Work request 1:
In the eLife review page about RBMX and ultra-long exon splicing below, which RBMX family members does the article manipulate besides RBMX?
Work request 2:
Summarize the eLife review page about RBMX and ultra-long exon splicing in two sentences.

An anciently diverged family of RNA binding proteins maintain correct splicing of a class of ultra-long exons through cryptic splice site repression

  1. Biosciences Institute, Faculty of Medical Sciences, Newcastle University, Newcastle, United Kingdom
  2. Bioinformatics Support Unit, Faculty of Medical Sciences, Newcastle University, Newcastle, United Kingdom
  3. Department of Genetics, Perelman School of Medicine, University of Pennsylvania, Philadelphia, United States
  4. School of Biosciences, University of Sheffield, Sheffield, United Kingdom
  5. School of Computing, Newcastle University, Newcastle, United Kingdom

Peer review process

Revised: This Reviewed Preprint has been revised by the authors in response to the previous round of peer review; the eLife assessment and the public reviews have been updated where necessary by the editors and peer reviewers.

Read more about eLife’s peer review process.

Editors

  • Reviewing Editor
    David Ron
    University of Cambridge, Cambridge, United Kingdom
  • Senior Editor
    David Ron
    University of Cambridge, Cambridge, United Kingdom

Reviewer #1 (Public Review):

Summary:

The article by Siachisumo, Luzzi and Aldalaquan et al. describes studies of RBMX and its role in maintaining proper splicing of ultra-long exons. They combine CLIP, RNA-seq, and individual example validations with manipulation of RBMX and its family members RBMY and RBMXL2 to show that the RBMX family plays a key role in maintaining proper splicing of these exons.

I think one of the main strengths of the manuscript is its ability to explore a unique but interesting question (splicing of ultra-long exons), and derive a relatively simple model from the resulting genomics data. The results shown are quite clean, suggesting that RBMX plays an important role in proper regulation of these exons. The ability of family members to rescue this phenotype (as well as only particular domains) is also quite intriguing and suggests that the mechanisms for keeping these exons properly spliced may be a quite important and highly conserved mechanism.

The revised manuscript addresses many of my earlier critiques and does an effective job of arguing that RBMX plays a large-scale role in regulating splicing of long exons. I think there are obvious open questions for future work (the mechanism of how RBMX/RBMXL2 achieve this splicing control is perhaps hinted at but not fully explored here), but I think the article provides an intriguing analysis of the role of RBMX that will activate interesting future studies.

Data excerpts:
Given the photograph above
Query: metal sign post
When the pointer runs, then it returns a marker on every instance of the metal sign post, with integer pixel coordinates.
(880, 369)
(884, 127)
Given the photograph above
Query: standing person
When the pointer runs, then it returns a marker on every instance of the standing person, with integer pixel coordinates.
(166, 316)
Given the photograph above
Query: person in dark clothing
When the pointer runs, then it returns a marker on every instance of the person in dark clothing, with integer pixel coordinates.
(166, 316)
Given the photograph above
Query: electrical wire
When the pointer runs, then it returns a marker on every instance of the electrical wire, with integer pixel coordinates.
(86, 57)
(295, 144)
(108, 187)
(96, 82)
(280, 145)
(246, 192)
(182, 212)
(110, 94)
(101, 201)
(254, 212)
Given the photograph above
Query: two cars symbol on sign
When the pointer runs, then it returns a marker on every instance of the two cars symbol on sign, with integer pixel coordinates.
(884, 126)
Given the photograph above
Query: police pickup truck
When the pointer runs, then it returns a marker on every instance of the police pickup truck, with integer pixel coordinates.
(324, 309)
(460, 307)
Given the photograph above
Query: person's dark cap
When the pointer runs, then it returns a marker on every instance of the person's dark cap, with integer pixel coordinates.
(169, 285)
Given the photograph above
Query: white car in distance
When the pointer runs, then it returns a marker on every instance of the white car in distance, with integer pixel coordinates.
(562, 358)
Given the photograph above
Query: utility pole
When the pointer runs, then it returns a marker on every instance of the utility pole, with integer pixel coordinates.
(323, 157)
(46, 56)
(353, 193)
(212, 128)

Task answer 1:
RBMY and RBMXL2.

Task answer 2:
Reviewer #1 reports that the article combines CLIP, RNA-seq, and individual validations with manipulation of RBMX, RBMY, and RBMXL2 to show that the RBMX family plays a key role in maintaining proper splicing of ultra-long exons. The reviewer finds the results clean and the rescue by family members intriguing, and judges that the revised manuscript addresses many earlier critiques, although how RBMX/RBMXL2 achieve this splicing control is not fully explored.